SET PROBLEM
Count the lines in the listing below that contain the word "eyeglasses", and reply with only that number.

SUPPLIED RECORDS
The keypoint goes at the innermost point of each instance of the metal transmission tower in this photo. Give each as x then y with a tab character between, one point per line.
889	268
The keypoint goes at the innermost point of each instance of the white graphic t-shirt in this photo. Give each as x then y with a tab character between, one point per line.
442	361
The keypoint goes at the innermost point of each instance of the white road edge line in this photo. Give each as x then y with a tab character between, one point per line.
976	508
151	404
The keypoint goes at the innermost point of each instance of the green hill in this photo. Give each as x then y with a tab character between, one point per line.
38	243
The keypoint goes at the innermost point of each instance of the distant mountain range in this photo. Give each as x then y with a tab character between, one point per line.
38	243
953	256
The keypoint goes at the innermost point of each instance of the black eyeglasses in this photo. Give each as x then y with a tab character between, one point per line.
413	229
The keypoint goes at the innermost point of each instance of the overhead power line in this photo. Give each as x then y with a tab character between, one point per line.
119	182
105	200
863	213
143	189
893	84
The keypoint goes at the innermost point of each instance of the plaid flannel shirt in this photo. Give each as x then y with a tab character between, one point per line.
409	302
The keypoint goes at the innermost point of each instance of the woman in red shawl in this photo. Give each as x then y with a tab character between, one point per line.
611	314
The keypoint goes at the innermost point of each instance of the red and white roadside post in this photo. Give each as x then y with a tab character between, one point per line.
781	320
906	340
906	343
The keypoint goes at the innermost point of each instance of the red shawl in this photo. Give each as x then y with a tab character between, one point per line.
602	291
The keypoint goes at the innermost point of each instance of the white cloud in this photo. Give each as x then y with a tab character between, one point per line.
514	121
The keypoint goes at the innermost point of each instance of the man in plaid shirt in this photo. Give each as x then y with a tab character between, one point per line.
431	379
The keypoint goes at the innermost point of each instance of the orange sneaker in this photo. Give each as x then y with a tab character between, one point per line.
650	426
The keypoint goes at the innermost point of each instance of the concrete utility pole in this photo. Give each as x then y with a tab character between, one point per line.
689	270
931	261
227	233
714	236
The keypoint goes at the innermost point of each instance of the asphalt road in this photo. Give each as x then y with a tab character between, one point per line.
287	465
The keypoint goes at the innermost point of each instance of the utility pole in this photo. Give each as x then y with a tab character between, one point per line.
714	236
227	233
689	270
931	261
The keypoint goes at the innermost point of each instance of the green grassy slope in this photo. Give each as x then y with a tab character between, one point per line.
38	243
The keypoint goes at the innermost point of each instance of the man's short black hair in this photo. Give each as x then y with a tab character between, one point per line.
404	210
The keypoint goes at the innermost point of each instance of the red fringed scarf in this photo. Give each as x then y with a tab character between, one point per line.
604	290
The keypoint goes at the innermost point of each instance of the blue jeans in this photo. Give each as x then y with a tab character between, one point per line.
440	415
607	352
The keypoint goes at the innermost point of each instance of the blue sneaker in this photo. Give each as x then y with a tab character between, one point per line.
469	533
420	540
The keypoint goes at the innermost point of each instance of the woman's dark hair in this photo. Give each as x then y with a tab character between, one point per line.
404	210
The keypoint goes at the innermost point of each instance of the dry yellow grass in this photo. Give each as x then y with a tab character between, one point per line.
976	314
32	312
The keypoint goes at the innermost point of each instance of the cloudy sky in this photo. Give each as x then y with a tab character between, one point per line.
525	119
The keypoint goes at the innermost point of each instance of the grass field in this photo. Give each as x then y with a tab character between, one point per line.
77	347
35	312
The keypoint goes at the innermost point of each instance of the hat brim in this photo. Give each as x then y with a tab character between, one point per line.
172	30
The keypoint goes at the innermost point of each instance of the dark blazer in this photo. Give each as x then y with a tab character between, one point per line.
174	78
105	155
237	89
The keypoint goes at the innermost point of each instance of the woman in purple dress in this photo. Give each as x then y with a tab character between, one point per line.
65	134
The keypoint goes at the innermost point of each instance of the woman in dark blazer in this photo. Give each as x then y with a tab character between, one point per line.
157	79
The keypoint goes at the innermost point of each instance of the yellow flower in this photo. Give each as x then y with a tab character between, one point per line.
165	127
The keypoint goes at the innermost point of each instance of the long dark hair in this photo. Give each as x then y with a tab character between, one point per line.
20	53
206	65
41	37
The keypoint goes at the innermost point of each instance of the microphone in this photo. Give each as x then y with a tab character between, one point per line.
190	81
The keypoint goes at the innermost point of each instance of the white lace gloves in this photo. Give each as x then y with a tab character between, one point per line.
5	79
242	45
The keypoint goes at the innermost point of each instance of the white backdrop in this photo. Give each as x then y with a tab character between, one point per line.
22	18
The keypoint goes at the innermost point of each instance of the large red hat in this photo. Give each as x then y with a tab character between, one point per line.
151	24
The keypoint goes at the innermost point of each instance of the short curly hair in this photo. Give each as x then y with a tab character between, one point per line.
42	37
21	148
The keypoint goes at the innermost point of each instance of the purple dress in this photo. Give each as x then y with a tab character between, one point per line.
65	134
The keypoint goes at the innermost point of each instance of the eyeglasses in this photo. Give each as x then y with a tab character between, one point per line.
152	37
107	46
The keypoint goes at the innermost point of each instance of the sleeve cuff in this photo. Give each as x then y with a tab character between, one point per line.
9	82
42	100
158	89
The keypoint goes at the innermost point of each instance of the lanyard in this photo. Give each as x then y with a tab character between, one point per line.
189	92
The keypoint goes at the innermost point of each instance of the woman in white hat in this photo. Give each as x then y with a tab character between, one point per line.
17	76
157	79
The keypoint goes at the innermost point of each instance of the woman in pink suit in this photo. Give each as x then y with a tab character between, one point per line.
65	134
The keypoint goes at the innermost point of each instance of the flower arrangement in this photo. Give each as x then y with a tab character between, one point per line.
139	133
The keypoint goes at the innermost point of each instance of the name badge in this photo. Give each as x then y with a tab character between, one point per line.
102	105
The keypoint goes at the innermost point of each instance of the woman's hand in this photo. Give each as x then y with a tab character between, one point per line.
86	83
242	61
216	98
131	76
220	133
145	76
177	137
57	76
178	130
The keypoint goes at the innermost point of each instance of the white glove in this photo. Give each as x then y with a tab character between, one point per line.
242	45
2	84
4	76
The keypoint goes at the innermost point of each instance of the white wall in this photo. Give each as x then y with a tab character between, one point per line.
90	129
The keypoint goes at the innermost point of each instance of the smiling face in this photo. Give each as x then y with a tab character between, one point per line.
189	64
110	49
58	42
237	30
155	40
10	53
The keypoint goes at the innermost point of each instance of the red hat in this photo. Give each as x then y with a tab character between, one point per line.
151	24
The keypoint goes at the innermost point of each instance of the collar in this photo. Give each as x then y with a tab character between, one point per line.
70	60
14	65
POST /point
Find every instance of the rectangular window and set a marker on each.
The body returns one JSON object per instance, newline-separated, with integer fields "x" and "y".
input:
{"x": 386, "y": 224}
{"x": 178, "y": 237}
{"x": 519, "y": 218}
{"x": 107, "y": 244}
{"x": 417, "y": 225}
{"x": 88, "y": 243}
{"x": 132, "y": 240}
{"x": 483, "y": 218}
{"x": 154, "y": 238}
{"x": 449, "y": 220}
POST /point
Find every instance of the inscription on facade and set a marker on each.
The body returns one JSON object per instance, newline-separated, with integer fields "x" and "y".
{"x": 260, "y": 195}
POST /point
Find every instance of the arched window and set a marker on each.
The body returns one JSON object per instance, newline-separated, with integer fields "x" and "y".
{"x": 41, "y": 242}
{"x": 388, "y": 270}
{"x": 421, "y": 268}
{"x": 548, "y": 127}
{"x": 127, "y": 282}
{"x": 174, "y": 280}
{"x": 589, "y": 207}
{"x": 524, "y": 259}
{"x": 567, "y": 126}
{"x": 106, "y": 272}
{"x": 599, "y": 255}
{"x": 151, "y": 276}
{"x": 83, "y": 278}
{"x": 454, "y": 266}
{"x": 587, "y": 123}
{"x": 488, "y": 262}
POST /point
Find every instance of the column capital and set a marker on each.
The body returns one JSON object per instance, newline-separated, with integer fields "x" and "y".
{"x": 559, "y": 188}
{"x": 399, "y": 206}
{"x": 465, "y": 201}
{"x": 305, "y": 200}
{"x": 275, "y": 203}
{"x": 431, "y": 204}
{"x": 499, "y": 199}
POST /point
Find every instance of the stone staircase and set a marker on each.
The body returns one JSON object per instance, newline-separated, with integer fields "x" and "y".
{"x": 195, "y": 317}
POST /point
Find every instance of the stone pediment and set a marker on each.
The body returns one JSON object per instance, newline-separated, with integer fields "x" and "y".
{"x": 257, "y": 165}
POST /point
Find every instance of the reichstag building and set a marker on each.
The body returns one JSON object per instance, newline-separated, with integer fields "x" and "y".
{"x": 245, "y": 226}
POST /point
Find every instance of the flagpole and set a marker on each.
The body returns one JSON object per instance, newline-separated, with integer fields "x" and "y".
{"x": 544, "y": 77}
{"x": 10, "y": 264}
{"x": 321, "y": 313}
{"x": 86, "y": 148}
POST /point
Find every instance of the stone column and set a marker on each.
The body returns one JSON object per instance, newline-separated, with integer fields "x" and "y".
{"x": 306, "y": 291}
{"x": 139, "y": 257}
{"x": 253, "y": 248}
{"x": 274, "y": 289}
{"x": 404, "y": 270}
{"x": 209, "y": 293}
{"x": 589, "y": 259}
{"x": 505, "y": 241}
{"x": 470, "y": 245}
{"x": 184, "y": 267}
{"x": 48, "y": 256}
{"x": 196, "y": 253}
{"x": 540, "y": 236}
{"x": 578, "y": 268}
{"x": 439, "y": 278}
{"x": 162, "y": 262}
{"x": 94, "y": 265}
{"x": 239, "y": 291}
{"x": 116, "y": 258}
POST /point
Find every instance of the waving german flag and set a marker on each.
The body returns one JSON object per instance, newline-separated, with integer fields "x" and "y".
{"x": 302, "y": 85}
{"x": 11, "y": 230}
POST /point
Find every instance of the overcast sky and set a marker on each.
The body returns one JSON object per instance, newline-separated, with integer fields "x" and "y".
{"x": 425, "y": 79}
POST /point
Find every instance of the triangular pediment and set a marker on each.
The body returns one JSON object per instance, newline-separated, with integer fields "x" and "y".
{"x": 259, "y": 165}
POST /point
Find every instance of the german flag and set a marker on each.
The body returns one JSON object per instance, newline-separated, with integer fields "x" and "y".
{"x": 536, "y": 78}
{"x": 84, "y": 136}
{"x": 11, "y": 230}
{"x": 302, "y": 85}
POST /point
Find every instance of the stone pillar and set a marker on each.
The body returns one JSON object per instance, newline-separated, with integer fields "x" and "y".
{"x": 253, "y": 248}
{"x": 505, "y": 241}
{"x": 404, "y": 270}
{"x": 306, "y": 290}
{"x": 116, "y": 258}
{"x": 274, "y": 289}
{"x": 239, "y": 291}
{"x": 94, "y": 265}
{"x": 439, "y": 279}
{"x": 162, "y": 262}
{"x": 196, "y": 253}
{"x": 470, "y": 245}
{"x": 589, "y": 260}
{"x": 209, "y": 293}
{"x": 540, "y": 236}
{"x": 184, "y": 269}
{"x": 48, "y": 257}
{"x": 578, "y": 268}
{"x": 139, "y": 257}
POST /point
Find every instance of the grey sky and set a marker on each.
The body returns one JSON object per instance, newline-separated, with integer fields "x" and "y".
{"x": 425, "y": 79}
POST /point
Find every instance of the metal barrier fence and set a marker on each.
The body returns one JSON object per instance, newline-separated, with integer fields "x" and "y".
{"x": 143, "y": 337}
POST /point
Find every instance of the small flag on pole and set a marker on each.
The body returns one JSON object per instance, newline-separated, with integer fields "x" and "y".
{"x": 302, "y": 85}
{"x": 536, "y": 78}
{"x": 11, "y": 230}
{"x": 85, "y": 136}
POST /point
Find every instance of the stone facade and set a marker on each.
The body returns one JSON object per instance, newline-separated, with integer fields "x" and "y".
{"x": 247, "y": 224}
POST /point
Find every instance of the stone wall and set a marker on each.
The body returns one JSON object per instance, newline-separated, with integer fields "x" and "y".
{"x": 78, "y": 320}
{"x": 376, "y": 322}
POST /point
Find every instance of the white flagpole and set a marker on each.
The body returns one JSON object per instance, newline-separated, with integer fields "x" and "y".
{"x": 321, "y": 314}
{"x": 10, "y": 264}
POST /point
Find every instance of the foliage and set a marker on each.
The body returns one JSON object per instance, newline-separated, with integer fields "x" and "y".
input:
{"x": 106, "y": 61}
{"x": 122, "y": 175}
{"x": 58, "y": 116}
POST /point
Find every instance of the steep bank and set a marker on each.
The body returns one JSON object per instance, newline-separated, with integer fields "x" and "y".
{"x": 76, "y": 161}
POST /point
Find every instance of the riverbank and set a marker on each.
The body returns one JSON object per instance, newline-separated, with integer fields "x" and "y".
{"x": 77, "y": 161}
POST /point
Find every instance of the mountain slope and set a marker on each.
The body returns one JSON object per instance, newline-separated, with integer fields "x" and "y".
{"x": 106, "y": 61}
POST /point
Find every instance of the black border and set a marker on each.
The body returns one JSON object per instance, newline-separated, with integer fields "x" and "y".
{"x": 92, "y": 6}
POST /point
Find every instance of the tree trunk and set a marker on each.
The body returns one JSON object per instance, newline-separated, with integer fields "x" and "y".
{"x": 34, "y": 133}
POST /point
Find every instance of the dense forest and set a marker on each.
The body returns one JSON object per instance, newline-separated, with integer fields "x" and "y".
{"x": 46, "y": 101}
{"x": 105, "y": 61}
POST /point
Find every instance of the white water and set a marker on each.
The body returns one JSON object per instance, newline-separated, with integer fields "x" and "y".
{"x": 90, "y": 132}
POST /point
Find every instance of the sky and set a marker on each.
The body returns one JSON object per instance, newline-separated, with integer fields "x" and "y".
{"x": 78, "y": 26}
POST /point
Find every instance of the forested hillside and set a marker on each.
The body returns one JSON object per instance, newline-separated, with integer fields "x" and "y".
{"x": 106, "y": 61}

EXERCISE ANSWER
2